**PASSAGE FOR REVIEW**
____
We help your business with ESG analysis and reporting

Climate change, loss of biological diversity, armed conflicts and complex supply chains affect the global economy today. There are a number of sustainability risks that can be linked to financial risks, and business leaders today need to take height for this. The new legal requirement CSRD comes into force in 2024, meaning that the businesses affected by the requirements have an obligation to report on sustainability. For a large number of businesses today, ESG issues are business critical and many see a need to integrate sustainability into their operations. Businesses that actively work with ESG issues are also more attractive to both customers and employees.

What does ESG stand for?

 ESG is a broad sustainability concept that deals with issues such as environment and climate (environment), social responsibility and human rights (social) and governance and regulatory compliance (governance). 

Why is ESG important for businesses? 

Only evaluating and analyzing a business from a financial perspective is not enough to create long-term success. CSRD places equally high demands on sustainability reporting as the financial reporting. In addition, stakeholders expect companies to report this. The stakeholders can be customers, employees and investors.

Environmental

The waste we produce, the emissions we release, the resources we consume, and how we impact the natural world are all factors to consider when looking at how your business affects the environment. An increased awareness about the climate change from society contributes to increasing the pressure on both politicians and legislators to reach the goals of the Paris Agreement and limit temperature increases. Therefore, more and more demands are placed on the private sector, more precisely on the companies' relationship with how their business activities affect the environment. The focus on businesses climate impact will without doubt continue to increase in the coming years, especially with the upcoming regulations CSRD (Corporate Sustainability Reporting Directive) which requires a number of businesses to report on a number of different sustainability issues. In practice, this means that all businesses covered by the directive must report their emissions that are directly created through, for example, the production of a specific good, but also the emissions created through the entire supply chain. The industry you operate in will likely determine which areas of environment and sustainability that are most important for your business to concentrate on. Examples of areas can be carbon dioxide emissions, biological diversity, water consumption, resource use, waste management and circular economy.
____
**AVAILABLE DATA**
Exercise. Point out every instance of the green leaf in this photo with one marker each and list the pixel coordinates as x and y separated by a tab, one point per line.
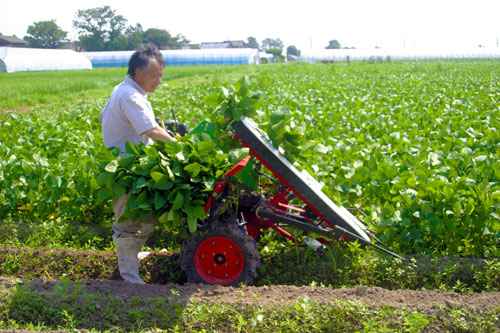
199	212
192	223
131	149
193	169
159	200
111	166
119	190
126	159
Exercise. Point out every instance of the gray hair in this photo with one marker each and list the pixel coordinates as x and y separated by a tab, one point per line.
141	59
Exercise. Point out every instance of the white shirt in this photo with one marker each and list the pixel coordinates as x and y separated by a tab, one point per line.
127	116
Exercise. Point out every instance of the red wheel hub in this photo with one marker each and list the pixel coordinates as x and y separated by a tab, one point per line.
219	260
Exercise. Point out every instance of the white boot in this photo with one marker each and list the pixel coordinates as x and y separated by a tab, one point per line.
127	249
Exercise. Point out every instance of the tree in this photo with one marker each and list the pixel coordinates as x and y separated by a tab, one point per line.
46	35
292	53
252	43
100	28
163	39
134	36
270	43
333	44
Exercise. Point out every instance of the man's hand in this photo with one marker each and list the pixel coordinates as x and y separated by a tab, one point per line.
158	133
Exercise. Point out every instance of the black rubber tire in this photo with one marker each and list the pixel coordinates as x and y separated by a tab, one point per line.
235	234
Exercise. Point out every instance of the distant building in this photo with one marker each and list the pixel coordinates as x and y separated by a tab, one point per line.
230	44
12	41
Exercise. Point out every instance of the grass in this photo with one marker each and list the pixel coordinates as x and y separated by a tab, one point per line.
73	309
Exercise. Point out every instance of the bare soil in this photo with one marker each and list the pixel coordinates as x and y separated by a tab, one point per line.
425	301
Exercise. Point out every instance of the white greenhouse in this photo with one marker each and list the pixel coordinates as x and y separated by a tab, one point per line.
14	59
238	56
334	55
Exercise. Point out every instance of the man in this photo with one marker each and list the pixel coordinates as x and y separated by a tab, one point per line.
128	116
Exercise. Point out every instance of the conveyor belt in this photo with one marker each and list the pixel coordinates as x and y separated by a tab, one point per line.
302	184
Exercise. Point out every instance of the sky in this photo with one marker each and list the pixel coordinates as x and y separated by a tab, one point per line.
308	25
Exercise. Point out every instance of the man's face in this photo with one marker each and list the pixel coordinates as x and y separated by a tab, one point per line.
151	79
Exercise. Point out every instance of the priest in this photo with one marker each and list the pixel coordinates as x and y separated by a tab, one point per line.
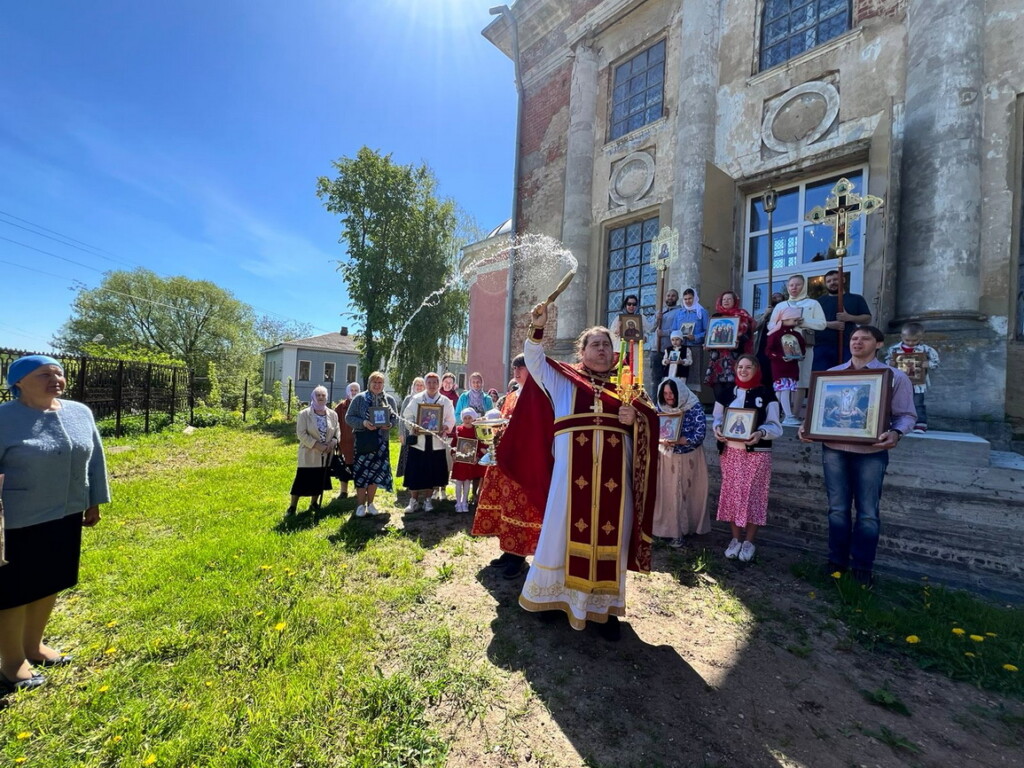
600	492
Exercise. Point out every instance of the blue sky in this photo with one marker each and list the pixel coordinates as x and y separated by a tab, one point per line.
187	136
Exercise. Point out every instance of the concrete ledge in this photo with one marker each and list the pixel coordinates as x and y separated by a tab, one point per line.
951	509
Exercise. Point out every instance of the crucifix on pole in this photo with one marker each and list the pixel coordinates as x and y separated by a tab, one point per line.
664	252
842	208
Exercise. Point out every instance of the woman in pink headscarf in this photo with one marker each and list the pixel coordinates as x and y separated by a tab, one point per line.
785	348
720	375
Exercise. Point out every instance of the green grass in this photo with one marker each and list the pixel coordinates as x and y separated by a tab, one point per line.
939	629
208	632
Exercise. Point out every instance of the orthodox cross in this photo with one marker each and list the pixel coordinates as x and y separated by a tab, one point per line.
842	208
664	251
____
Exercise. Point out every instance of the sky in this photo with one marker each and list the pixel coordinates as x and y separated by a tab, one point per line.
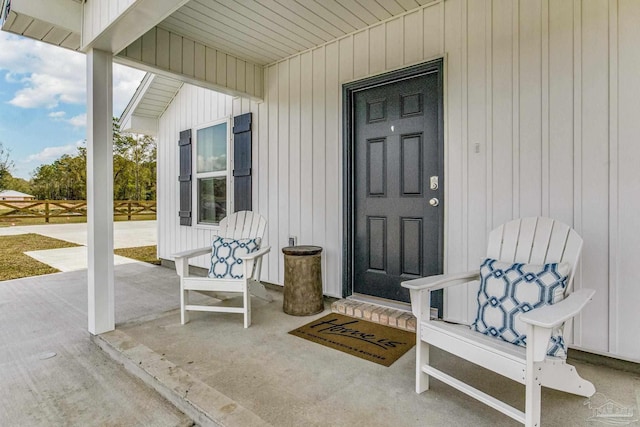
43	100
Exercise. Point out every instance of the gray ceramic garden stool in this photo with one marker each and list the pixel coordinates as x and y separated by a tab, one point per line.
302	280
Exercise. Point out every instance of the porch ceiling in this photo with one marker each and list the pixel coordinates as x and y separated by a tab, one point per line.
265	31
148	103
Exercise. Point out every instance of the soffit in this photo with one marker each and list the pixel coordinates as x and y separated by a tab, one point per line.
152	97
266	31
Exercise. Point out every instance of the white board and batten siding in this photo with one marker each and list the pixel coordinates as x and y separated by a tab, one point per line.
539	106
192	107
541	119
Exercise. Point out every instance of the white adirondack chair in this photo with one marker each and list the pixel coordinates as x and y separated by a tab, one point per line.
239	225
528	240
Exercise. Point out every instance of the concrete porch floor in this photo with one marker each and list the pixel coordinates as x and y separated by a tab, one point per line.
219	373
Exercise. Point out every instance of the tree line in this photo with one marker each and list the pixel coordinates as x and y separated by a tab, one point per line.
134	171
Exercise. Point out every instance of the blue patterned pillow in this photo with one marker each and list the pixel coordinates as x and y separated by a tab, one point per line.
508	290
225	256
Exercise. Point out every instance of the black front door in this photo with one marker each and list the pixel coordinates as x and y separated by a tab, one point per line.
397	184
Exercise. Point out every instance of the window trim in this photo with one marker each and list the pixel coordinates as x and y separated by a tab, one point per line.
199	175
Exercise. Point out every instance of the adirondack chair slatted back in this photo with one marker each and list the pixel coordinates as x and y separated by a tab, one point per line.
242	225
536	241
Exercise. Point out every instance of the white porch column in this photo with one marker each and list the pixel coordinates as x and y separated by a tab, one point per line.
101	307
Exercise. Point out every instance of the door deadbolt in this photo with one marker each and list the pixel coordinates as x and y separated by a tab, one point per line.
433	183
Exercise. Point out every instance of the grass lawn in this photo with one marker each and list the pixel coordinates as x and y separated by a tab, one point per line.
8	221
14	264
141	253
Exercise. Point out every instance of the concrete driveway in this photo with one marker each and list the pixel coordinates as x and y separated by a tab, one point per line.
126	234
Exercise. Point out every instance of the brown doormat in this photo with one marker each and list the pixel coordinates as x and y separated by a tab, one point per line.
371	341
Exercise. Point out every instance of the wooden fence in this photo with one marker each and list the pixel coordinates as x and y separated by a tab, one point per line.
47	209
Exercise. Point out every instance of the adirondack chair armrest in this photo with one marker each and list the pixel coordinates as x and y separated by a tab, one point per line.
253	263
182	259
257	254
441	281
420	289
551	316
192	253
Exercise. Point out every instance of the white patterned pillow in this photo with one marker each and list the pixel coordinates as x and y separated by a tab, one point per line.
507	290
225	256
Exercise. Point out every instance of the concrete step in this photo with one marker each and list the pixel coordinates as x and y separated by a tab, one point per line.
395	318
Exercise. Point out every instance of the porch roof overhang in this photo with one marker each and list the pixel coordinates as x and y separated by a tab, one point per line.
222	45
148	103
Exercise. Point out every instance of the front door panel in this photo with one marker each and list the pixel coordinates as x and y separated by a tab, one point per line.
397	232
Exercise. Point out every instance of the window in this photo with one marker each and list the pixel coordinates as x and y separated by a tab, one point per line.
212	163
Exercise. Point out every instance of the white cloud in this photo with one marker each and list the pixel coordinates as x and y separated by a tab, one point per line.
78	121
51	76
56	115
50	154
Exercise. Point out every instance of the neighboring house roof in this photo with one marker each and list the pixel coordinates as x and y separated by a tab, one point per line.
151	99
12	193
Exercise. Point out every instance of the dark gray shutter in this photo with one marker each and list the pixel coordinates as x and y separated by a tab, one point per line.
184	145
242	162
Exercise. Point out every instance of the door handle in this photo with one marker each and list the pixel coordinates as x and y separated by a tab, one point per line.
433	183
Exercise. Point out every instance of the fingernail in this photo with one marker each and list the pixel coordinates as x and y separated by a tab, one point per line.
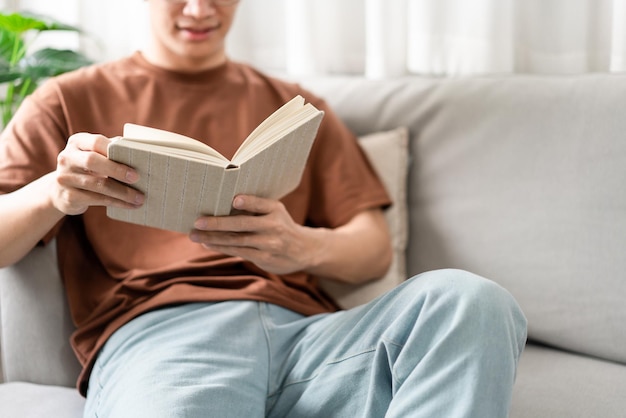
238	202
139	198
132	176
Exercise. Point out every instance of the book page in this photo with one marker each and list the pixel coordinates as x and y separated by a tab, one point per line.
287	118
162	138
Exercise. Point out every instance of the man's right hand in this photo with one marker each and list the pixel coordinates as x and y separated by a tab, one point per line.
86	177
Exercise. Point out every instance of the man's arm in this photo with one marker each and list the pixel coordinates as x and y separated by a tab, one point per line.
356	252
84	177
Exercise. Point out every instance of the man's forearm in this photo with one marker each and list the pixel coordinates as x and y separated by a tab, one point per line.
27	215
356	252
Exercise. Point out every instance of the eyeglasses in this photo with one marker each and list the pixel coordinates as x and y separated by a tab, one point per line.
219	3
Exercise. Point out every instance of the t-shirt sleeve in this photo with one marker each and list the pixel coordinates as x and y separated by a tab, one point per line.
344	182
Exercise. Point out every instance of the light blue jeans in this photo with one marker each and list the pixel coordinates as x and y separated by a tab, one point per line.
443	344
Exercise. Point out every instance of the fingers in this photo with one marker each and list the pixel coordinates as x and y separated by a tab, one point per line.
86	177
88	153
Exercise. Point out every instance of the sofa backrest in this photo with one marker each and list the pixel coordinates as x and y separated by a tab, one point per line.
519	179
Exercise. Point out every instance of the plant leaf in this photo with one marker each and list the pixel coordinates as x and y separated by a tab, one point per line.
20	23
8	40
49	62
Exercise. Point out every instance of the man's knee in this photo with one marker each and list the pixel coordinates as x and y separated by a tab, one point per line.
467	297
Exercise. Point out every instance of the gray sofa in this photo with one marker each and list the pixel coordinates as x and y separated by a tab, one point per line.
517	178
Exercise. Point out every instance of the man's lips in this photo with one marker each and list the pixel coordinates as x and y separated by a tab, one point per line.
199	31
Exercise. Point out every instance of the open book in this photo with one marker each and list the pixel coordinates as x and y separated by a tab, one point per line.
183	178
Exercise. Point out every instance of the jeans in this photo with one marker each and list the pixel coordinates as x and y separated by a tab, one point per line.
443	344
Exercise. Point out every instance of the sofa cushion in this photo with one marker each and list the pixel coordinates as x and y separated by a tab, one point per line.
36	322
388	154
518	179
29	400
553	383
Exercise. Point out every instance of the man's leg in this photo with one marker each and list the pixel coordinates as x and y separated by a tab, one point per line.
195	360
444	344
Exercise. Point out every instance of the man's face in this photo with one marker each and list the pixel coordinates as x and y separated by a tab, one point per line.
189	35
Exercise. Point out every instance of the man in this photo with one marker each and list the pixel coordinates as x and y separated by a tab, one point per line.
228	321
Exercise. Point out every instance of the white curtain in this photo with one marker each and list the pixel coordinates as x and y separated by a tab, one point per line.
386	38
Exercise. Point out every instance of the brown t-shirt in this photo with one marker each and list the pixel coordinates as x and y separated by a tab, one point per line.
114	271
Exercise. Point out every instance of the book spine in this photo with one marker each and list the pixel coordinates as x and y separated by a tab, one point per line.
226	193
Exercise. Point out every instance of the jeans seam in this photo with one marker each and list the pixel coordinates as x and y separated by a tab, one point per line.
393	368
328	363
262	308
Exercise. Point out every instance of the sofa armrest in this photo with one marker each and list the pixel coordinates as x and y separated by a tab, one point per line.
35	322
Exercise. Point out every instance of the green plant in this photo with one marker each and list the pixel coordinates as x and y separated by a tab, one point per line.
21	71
____
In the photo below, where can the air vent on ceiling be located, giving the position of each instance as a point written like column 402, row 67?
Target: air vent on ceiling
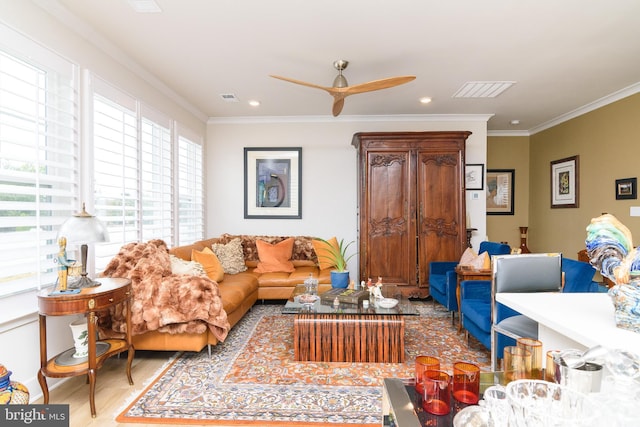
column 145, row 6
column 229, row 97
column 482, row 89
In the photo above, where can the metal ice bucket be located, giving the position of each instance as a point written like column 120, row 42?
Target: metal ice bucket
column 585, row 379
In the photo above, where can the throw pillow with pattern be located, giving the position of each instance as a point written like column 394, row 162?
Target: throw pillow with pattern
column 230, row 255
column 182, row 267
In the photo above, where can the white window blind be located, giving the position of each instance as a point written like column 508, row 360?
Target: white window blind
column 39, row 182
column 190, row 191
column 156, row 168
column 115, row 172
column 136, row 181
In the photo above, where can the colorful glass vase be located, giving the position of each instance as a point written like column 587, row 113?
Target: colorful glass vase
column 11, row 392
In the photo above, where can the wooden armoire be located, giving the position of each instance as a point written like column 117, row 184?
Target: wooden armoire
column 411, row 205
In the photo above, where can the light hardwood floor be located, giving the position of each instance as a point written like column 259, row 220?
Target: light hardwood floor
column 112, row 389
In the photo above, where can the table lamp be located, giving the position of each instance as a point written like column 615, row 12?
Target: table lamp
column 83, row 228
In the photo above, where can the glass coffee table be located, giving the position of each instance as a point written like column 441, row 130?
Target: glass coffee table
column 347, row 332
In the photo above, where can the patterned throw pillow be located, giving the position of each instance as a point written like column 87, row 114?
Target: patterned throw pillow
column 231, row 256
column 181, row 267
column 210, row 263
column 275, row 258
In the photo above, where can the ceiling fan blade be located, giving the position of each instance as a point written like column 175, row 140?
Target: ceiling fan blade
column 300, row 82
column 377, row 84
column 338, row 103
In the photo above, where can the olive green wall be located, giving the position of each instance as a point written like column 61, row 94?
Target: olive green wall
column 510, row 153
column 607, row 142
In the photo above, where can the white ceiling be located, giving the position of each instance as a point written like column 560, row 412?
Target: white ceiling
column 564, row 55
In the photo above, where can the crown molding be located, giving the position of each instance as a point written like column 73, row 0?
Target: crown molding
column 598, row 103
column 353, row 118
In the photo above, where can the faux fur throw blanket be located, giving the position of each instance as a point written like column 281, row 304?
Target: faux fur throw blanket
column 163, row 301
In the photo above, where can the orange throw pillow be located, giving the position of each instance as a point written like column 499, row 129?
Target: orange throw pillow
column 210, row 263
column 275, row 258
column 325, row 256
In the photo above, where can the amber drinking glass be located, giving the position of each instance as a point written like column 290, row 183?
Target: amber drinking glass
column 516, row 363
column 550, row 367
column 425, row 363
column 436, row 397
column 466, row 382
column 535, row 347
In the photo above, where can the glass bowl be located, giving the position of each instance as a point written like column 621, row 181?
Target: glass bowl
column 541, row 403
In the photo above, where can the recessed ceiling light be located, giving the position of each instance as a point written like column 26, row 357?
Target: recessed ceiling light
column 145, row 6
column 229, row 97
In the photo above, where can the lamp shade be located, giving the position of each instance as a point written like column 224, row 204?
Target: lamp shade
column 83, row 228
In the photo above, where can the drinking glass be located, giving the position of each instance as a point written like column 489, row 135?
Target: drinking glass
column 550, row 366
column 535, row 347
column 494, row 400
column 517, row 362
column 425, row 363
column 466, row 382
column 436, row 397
____
**PROBLEM SET**
(1) From the text on ESG reporting, quote the words from "Only evaluating and" to "employees and investors.".
(2) According to the text on ESG reporting, who can the stakeholders be?
(3) Proceed with the text on ESG reporting, picking up after its last sentence.

**WRITTEN RESPONSES**
(1)
Only evaluating and analyzing a business from a financial perspective is not enough to create long-term success. CSRD places equally high demands on sustainability reporting as the financial reporting. In addition, stakeholders expect companies to report this. The stakeholders can be customers, employees and investors.

(2) Customers, employees and investors.

(3)
Social

The focus on businesses impact on society has changed recently and is receiving more and more attention. Social responsibility or social sustainability refers to the impact that businesses have through their operations. It is a broad area that deals with everything from how businesses treat their employees to how they contribute to the local communities in which they operate. Both CSRD and CSDDD (Corporate Sustainability Due Diligence Directive) require businesses to report their impact on the social area throughout the value chain. Several countries also have national laws regarding this, for example in Norway where it is called the Publicity Act (Åpenhetsloven) and in Germany where it is called The Act on Corporate Due Diligence Obligations in Supply Chains. These laws aim to promote businesses respect for basic human rights and decent working conditions in the value chain.

Governance

Governance refer to the rules, controls and routines that controls the businesses behavior. Since governance forms the framework for how the business achieves its goals, the central theme within the sustainability work are the ambitions and the long-term goal fulfillment if the business.

 Good and effective governance does not only mean following laws and regulations, but also handle important environmental and social issues. Furthermore, good governance depends on the fact that the measures put in place are actually assessed and measured afterwards. A clear and transparent approach is important to achieve respect and trust from both stakeholders and employees.

Strategy

For a large number of businesses today, ESG issues are business critical and many see a need to integrate sustainability into their operations. At RSM, we perform ESG analyzes and support you in developing strategies that are linked to your business model.

ESG-reporting

With the upcoming regulation CSRD (Corporate Sustainability Reporting Directive), sustainability reporting will not only become more widespread among businesses on a purely voluntary basis, but for many it also means that reporting will become mandatory according to the European standard - ESRS (European Sustainability Reporting Standard).

Governance

Good governance is about providing that the business is managed in a sustainable, responsible and efficient manner. Trust, transparency and good governance are important factors to invest in when investing in a business. Good governance is also highly valued by the shareholders, customers and employees.